Assignment → Across these entries, how many lines contain the word "small"? Answer with only the number.
########################################
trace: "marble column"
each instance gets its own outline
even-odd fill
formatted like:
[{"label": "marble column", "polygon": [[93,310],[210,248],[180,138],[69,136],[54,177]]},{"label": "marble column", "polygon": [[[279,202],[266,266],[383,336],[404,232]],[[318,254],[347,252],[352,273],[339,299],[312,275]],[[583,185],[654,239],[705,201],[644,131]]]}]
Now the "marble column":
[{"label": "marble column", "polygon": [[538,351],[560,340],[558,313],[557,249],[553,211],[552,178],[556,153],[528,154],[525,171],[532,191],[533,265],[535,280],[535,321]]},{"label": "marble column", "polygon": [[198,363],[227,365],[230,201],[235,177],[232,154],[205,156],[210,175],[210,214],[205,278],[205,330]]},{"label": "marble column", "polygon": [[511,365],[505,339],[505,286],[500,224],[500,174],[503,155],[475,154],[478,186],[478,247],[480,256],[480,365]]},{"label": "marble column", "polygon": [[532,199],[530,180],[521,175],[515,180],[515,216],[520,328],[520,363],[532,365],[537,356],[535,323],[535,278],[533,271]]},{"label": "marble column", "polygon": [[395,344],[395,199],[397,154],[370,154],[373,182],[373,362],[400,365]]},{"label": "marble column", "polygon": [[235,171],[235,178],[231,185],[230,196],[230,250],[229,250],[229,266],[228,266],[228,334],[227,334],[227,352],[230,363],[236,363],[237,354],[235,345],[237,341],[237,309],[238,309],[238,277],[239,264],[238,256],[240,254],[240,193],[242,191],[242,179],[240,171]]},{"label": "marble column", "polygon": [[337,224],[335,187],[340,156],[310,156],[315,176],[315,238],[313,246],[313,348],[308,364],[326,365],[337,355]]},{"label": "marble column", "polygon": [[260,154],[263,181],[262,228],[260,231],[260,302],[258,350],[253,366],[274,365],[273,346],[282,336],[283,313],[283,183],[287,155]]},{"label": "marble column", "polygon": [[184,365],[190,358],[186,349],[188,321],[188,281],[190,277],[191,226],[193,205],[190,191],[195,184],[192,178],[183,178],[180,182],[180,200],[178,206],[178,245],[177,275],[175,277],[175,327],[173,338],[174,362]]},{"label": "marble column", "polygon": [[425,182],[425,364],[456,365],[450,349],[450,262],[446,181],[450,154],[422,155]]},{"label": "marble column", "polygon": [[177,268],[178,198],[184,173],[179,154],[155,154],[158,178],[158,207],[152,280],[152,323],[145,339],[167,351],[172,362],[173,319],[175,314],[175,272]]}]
########################################
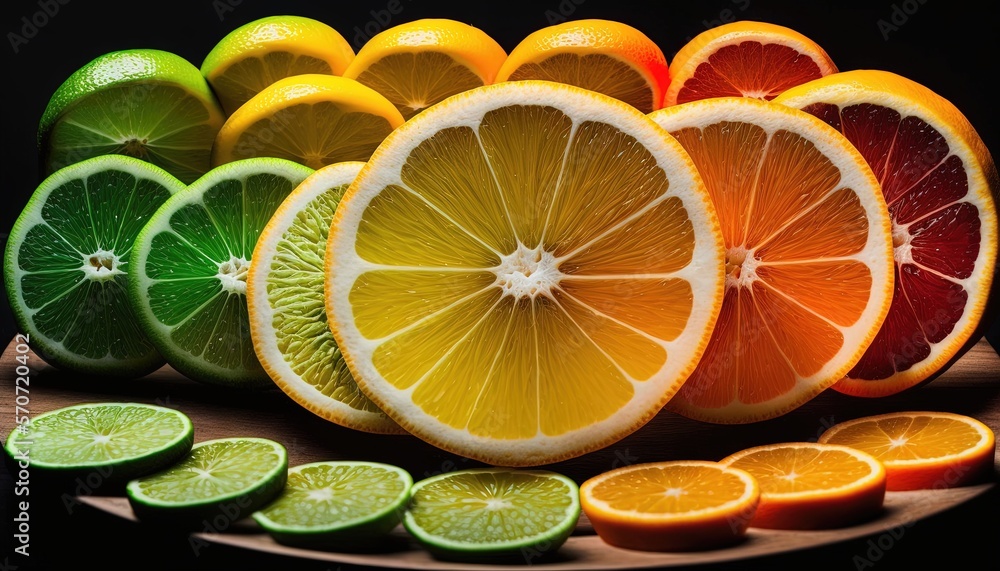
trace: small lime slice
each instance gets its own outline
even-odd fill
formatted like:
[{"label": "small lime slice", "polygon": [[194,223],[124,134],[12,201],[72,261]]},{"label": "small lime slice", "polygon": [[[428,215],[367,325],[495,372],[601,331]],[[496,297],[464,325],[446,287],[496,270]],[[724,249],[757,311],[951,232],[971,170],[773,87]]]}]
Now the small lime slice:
########################################
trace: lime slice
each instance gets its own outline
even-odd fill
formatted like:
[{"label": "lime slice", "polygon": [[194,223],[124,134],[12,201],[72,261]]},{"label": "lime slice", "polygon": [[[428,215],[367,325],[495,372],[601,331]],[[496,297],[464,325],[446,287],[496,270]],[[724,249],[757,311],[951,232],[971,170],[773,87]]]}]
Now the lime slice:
########################################
Result → 3